### Supplied data
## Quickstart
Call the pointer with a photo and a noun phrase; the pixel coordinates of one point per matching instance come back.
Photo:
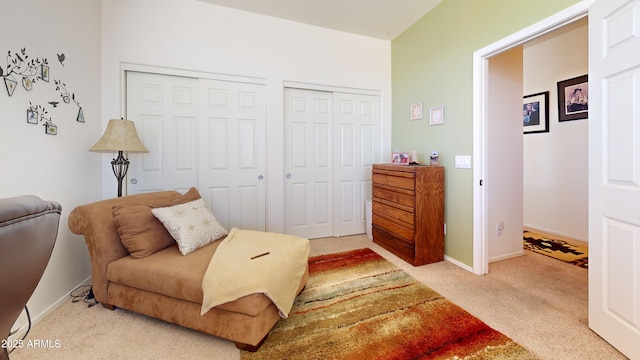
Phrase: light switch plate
(463, 161)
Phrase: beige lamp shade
(120, 135)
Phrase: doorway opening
(486, 192)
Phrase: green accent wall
(432, 63)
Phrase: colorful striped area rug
(570, 252)
(357, 305)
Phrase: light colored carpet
(539, 302)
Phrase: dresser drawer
(394, 196)
(393, 213)
(394, 227)
(402, 249)
(403, 182)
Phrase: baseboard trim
(458, 263)
(507, 256)
(38, 317)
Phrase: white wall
(53, 167)
(555, 163)
(504, 177)
(197, 36)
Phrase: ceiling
(382, 19)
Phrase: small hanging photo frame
(436, 115)
(416, 111)
(51, 129)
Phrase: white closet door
(331, 141)
(356, 146)
(232, 155)
(209, 134)
(165, 111)
(614, 173)
(308, 184)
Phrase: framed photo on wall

### What is being asked
Find "Phrase: beige lamp shade" in the data above, then repeat that line and all lines after it exactly, ending with the final line.

### Exercise output
Phrase: beige lamp shade
(120, 135)
Phrase: doorway opening
(486, 192)
Phrase: green accent wall
(432, 63)
Phrase: colorful striped area rug
(570, 252)
(357, 305)
Phrase: light colored carpet
(539, 302)
Phrase: dresser drawer
(394, 196)
(393, 213)
(394, 227)
(402, 249)
(403, 182)
Phrase: baseboard trim
(458, 263)
(507, 256)
(38, 317)
Phrase: white wall
(53, 167)
(555, 163)
(504, 177)
(197, 36)
Phrase: ceiling
(382, 19)
Phrase: small hanging photo frame
(436, 115)
(416, 111)
(51, 129)
Phrase: white closet door
(331, 141)
(356, 146)
(232, 155)
(209, 134)
(165, 111)
(614, 173)
(308, 184)
Phrase: framed photo on wall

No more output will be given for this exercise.